> [CHALLENGE]:
Pick out every line in the rows below that contains the word "poster", and copy each one.
[Start of INPUT ROWS]
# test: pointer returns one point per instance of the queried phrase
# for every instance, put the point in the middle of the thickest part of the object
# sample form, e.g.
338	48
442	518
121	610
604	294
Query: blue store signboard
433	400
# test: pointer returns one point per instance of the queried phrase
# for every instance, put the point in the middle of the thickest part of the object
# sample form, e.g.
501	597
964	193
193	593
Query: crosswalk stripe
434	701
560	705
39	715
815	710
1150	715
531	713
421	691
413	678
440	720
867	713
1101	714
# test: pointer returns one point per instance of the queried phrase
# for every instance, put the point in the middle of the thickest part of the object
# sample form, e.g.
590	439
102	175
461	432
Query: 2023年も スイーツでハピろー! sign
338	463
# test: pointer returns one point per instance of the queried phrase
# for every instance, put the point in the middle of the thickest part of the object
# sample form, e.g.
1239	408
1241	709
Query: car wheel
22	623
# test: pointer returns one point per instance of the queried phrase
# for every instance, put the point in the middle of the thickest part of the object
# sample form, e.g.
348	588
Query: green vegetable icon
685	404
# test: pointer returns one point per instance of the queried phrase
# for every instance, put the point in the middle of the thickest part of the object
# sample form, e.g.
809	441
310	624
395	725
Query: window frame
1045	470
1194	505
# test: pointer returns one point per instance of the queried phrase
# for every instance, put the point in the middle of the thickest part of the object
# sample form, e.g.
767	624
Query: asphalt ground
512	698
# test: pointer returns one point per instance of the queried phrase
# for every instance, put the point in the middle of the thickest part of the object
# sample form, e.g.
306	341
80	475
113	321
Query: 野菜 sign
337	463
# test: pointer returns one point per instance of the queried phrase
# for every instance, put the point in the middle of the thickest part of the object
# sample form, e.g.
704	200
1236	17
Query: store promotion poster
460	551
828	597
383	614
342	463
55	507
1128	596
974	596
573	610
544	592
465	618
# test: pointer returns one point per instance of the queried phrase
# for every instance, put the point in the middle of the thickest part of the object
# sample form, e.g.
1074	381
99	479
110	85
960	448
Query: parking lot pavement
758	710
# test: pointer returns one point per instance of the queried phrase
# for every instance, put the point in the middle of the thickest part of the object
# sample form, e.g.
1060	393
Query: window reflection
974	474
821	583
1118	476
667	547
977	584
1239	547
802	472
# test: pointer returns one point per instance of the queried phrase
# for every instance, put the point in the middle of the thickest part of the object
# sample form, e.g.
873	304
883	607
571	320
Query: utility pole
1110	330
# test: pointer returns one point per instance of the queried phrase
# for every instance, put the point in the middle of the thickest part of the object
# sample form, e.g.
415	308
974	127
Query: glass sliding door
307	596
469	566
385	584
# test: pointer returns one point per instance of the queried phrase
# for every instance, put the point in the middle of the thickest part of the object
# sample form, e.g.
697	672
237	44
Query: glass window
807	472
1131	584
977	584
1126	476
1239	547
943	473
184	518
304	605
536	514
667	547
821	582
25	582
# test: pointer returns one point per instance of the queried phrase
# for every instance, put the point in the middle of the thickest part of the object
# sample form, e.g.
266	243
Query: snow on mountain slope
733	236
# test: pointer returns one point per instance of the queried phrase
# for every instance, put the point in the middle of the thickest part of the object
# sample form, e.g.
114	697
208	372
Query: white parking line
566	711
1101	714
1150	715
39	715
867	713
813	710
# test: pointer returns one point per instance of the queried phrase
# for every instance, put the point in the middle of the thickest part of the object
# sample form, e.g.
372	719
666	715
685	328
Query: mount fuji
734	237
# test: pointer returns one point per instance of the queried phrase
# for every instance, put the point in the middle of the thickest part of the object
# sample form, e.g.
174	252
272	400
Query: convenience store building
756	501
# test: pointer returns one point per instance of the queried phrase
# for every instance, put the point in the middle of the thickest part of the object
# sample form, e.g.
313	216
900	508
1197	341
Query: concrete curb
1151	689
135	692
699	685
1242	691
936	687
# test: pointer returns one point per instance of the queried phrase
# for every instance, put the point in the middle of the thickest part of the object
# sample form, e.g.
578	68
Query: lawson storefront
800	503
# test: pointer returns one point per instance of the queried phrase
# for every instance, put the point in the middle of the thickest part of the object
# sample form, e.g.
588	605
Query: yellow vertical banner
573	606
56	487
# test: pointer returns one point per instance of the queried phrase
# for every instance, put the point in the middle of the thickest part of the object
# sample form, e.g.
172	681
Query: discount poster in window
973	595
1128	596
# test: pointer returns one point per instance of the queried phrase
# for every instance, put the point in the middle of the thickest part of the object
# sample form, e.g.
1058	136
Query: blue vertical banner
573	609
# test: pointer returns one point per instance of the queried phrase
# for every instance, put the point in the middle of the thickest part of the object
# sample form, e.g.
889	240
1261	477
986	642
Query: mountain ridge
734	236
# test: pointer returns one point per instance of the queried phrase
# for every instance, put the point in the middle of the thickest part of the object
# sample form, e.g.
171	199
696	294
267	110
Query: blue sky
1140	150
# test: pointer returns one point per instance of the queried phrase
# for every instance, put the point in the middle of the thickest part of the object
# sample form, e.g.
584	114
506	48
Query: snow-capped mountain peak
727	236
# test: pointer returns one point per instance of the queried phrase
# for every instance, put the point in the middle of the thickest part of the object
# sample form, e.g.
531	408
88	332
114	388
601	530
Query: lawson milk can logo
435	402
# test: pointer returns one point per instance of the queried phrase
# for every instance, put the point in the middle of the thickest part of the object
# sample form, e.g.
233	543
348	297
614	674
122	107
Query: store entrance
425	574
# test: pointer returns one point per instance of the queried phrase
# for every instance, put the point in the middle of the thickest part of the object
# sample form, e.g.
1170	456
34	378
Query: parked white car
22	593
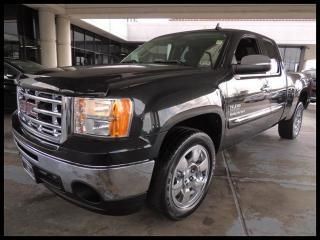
[End of INPUT ROWS]
> [SOLUTION FOR THIS PROBLEM]:
Query: store promotion poster
Query: discount poster in window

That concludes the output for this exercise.